*Exercise brief*
Please print, unchanged, the lines of the records below from the line containing "Every instance of the flowering" through the line containing "[[48, 83], [65, 79]]", including both of those lines. Print no other lines.

*Data lines*
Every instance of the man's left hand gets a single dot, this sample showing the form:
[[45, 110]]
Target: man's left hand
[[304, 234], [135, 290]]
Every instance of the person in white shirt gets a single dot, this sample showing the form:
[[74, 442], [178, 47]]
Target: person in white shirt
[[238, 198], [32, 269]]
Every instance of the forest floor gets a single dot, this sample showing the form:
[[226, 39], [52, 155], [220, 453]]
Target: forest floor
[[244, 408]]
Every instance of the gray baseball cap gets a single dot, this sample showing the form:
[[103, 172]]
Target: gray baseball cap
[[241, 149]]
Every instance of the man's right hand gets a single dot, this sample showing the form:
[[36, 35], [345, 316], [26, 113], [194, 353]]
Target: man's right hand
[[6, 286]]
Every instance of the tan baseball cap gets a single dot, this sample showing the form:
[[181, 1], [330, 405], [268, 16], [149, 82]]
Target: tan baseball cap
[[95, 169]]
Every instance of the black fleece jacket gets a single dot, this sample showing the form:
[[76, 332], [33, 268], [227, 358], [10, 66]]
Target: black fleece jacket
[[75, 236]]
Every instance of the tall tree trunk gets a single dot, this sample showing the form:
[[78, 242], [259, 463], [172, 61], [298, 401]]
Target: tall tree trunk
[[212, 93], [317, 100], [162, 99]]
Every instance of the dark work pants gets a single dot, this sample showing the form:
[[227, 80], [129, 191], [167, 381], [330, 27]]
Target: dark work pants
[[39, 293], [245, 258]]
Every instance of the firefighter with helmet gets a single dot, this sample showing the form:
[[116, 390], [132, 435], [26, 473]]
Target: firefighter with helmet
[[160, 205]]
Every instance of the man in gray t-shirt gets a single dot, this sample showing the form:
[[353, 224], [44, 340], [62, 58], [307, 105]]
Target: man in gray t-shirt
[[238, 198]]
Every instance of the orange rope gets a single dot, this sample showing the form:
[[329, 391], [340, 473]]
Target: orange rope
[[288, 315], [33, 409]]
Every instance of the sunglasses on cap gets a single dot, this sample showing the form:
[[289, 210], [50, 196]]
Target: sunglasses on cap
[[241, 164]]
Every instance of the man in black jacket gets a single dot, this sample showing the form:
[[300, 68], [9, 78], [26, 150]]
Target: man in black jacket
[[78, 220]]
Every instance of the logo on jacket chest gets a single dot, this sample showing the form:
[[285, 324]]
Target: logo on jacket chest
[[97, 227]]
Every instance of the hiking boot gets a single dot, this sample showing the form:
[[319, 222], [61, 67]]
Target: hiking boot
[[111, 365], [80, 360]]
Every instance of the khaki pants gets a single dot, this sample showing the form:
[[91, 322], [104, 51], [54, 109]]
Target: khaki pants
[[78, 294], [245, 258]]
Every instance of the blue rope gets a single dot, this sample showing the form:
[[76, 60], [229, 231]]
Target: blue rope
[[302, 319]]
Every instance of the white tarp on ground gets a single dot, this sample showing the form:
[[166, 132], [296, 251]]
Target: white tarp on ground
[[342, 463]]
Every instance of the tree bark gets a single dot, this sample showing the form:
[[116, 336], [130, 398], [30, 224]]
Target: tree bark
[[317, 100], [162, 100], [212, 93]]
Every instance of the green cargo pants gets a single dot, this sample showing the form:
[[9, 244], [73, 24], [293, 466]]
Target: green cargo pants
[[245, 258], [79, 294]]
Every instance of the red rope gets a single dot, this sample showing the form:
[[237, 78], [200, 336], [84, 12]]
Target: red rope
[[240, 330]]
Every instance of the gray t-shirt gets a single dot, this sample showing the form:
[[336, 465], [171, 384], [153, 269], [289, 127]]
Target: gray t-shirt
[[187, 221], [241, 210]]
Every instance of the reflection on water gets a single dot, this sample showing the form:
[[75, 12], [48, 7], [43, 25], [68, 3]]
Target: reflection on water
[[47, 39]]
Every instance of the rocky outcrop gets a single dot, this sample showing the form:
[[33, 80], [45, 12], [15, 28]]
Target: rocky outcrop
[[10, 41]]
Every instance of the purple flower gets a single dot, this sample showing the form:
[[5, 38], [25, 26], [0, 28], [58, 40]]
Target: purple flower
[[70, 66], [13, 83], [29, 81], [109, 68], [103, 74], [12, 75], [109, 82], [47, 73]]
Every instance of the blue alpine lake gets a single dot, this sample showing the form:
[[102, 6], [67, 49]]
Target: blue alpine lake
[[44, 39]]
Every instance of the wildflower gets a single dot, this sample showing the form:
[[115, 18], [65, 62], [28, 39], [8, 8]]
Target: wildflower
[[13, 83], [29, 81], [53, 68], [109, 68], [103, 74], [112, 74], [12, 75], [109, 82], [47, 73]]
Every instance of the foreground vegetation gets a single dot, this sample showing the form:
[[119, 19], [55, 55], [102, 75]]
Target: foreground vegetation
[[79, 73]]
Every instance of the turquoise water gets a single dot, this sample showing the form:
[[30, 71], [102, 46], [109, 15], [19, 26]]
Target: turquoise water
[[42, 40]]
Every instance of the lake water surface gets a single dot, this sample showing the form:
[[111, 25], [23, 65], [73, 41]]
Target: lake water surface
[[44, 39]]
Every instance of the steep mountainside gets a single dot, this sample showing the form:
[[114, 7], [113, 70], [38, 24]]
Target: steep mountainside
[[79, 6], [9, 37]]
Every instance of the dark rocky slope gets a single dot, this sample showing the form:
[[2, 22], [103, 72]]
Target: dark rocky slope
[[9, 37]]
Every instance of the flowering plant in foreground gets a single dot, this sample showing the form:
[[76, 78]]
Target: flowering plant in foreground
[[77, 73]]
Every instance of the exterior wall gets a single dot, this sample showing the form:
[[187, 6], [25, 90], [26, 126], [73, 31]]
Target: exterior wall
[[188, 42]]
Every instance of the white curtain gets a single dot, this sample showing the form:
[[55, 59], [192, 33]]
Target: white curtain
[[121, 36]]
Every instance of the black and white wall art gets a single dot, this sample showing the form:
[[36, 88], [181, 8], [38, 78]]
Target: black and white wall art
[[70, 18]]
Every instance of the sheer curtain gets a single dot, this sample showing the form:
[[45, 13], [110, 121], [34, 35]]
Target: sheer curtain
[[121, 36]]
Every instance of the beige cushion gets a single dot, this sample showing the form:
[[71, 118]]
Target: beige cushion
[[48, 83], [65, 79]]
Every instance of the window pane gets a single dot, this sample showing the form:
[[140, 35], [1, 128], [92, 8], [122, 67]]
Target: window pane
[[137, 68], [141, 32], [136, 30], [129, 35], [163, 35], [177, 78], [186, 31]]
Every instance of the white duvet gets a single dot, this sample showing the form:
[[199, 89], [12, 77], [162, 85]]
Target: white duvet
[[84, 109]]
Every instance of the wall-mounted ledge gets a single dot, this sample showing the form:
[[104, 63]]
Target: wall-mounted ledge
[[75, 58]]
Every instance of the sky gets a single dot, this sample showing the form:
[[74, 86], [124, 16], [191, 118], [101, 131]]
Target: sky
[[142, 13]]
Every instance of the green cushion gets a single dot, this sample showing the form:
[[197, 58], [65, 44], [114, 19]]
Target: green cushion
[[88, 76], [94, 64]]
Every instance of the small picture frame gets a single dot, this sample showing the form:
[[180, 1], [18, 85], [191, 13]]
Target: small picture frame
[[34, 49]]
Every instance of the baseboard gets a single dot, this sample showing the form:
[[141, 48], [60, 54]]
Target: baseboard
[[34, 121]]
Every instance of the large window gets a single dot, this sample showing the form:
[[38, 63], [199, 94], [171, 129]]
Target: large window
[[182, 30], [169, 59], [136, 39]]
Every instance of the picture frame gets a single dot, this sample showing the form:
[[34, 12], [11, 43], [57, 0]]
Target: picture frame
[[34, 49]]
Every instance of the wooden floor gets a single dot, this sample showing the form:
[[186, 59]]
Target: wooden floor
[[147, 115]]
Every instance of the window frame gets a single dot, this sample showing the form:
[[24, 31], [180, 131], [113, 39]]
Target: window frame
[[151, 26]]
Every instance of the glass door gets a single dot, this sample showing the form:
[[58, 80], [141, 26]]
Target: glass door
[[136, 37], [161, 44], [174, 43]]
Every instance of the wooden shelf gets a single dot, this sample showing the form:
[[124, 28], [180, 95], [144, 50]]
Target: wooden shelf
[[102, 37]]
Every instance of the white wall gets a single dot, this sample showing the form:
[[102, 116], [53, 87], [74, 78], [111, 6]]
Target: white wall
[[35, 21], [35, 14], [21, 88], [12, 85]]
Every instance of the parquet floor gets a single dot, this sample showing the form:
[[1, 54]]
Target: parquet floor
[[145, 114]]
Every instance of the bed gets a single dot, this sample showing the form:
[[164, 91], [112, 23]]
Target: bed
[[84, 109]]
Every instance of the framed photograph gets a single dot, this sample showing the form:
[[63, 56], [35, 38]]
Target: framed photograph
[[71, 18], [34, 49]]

*Solution*
Every instance of the flowering plant in foreground gets a single dot, this sample showing the form:
[[76, 78]]
Target: flowering plant in foreground
[[77, 73]]
Every instance of the exterior wall gets a single dot, this sample showing the form:
[[187, 6], [25, 90], [26, 126], [73, 31]]
Target: exterior wall
[[188, 42]]
Every instance of the white curtain gets a single dot, this sample showing the form:
[[55, 59], [192, 33]]
Target: white curtain
[[121, 36]]
Every instance of the black and white wall art gets a single dot, this sample showing the form:
[[36, 88], [181, 8], [38, 78]]
Target: black and white wall art
[[70, 18]]
Every instance of the sheer curtain gets a single dot, this sample showing the form:
[[45, 13], [110, 121], [34, 35]]
Target: sheer curtain
[[121, 36]]
Every instance of the beige cushion gets a single dot, this sample showing the form:
[[71, 118]]
Target: beige cushion
[[48, 83], [65, 79]]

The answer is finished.